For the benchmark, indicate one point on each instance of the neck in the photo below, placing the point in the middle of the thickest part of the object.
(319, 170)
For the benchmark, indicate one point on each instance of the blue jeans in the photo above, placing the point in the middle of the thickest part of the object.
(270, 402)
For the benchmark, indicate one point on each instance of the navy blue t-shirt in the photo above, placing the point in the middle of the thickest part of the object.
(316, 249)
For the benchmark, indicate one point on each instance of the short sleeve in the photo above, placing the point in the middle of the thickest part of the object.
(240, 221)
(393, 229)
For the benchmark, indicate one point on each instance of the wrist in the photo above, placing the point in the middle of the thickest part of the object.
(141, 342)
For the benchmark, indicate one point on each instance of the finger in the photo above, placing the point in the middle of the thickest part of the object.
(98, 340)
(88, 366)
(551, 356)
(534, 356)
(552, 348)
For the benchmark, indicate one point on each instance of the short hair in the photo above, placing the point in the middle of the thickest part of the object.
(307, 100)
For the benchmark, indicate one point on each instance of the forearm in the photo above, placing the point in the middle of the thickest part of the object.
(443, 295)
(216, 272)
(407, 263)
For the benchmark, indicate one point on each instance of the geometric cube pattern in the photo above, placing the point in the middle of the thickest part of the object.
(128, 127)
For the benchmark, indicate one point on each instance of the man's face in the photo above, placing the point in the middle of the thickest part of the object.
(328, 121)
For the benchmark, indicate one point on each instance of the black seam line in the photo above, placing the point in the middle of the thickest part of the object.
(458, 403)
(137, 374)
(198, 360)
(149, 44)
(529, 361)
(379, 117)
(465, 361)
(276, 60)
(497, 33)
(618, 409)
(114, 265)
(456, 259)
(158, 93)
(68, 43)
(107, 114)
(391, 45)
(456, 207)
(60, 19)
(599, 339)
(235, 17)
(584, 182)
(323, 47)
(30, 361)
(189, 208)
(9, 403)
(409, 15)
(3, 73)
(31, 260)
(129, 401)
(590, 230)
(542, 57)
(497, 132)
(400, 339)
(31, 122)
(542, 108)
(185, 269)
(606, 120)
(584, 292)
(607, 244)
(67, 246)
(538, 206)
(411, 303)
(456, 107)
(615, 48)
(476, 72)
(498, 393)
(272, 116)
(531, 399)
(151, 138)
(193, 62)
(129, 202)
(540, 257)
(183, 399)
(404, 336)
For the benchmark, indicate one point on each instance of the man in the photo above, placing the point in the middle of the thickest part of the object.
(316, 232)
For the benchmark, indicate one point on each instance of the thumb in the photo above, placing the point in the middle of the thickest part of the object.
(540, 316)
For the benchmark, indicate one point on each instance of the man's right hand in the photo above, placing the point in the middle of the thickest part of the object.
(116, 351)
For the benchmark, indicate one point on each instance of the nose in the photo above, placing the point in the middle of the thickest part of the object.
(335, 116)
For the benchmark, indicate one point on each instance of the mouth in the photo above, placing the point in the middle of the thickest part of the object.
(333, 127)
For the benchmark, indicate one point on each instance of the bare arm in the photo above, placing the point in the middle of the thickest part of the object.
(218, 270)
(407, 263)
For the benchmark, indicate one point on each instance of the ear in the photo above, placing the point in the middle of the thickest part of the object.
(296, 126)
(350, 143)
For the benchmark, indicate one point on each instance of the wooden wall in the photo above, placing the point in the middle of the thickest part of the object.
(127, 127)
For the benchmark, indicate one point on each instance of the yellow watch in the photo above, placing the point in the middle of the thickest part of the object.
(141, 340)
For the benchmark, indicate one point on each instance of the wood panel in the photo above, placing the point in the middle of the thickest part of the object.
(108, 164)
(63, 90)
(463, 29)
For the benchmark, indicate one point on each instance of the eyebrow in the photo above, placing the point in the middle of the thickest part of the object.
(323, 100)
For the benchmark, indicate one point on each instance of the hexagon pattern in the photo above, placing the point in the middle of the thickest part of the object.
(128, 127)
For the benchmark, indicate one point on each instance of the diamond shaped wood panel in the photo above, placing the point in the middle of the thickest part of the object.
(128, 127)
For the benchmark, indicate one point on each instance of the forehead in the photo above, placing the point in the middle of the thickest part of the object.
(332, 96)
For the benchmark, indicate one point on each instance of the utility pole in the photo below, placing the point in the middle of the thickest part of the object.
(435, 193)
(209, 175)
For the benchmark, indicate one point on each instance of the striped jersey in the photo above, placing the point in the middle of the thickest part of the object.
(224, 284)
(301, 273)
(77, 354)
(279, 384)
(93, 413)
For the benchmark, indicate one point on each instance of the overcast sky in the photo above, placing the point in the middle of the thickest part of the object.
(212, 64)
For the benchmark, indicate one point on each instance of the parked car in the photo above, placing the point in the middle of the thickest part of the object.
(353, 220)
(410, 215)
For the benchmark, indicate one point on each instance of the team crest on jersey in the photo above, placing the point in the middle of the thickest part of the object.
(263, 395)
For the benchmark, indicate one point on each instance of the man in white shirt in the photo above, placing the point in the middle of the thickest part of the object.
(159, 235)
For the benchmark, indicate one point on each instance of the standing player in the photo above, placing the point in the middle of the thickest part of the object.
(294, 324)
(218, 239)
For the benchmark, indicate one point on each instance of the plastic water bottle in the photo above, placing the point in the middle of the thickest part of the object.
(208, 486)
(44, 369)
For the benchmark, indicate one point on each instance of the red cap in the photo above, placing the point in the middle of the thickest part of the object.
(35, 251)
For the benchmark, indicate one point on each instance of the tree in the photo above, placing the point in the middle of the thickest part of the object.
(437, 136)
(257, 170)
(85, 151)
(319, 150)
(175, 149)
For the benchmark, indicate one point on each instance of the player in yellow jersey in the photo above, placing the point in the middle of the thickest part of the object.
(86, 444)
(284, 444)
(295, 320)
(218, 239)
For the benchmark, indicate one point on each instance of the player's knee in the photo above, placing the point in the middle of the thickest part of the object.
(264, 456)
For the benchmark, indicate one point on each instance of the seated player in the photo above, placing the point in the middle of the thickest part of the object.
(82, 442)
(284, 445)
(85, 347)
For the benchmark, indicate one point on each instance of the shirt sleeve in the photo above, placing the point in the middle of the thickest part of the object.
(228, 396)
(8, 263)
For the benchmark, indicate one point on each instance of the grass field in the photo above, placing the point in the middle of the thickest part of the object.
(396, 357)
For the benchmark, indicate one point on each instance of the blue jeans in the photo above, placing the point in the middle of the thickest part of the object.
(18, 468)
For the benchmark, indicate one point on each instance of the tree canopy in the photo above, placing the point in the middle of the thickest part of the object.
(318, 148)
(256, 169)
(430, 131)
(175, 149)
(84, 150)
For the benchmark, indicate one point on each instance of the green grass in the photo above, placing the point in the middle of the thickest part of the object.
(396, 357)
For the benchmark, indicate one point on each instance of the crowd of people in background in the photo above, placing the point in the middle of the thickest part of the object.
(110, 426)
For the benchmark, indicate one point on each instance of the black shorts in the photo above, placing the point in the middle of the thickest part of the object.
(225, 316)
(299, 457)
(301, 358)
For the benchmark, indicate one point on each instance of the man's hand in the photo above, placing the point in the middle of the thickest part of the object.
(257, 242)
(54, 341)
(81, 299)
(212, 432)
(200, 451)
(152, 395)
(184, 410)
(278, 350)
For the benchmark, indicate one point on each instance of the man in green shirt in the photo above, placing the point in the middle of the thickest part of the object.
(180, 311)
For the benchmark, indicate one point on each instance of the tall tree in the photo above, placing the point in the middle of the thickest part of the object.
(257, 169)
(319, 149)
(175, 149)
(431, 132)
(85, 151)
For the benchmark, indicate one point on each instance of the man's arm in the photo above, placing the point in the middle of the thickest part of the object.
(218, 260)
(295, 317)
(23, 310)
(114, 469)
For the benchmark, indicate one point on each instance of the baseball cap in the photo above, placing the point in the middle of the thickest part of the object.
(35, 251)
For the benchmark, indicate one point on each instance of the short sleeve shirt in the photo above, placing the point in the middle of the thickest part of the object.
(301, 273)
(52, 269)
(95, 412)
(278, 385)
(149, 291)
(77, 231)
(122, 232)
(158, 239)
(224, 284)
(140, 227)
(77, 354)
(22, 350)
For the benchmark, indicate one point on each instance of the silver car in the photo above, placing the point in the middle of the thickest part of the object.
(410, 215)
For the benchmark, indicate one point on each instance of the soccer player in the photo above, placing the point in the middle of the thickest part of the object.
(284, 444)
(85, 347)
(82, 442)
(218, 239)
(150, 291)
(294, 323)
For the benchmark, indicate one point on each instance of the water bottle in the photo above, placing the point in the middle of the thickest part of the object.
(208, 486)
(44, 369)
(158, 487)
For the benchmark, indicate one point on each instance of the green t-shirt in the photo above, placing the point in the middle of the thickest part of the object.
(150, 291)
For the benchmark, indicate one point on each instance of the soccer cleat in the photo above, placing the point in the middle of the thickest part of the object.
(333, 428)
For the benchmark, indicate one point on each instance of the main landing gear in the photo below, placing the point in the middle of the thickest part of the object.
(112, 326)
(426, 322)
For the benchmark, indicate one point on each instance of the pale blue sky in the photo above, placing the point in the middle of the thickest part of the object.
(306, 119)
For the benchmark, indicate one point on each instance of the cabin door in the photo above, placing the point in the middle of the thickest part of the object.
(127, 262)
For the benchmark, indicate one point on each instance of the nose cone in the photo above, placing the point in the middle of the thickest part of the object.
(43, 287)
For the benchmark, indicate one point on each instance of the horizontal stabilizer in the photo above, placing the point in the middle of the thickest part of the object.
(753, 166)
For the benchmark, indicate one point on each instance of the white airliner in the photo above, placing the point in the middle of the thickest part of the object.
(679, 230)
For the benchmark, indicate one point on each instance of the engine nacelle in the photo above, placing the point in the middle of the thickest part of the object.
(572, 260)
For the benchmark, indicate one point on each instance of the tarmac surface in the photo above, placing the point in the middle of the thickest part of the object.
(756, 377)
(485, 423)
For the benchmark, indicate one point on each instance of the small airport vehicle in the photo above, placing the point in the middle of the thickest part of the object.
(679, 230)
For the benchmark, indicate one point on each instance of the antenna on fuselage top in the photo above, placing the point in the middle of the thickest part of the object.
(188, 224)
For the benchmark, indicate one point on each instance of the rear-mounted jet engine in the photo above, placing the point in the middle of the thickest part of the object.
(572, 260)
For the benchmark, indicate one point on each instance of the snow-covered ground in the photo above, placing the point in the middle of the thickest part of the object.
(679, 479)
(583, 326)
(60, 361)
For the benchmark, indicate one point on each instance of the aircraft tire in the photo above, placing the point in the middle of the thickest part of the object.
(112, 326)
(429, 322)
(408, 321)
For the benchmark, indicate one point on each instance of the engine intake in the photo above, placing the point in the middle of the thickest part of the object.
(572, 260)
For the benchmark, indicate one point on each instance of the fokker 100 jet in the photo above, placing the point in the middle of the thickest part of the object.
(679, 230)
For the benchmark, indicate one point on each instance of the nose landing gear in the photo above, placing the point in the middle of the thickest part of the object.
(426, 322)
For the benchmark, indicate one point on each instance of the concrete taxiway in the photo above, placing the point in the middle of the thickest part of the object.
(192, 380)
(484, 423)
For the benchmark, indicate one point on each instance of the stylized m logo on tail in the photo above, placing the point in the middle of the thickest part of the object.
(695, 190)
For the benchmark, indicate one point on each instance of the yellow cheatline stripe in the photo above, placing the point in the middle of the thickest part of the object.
- - - - -
● Goal:
Quote verbatim the line containing "of the rear-mounted" and every line after it through the end of the records above.

● Answer to this exercise:
For the benchmark, indicate one point on each instance of the rear-mounted jet engine in the photo above, placing the point in the middle of the thickest part of the object.
(572, 260)
For the benchmark, indicate one point on each instance of the snow-covered ground in the photo above, placing the point in the middle of the thickest part of the object.
(679, 479)
(583, 326)
(60, 361)
For the benchmark, indicate one point on each instance of the aircraft tire in the photo above, placing the point in the middle of the thickest part of the object.
(112, 326)
(429, 322)
(408, 321)
For the benchmark, indicate one point on each instance of the engine intake in the photo above, placing the point in the middle of the thickest part of the object.
(572, 260)
For the benchmark, indicate one point on each instance of the fokker 100 jet in the photo above, placing the point in the middle of the thickest part of the object.
(679, 230)
For the benchmark, indicate one point on each instance of the nose landing gear in the photo above, placing the point in the middle of the thickest part of the object.
(426, 322)
For the benchmark, indicate one point on each instance of the concrete taxiway in the photo above, placing the point in the middle of the thickest part of the object.
(192, 380)
(484, 423)
For the benchmark, indicate one point on each instance of the stylized m logo on tail in the photo above, placing the point in the middle of the thickest part of the object.
(695, 190)
For the benchmark, indicate one point on each instance of the yellow cheatline stripe in the photo above, placing the point in the middle of the thickest part of the object.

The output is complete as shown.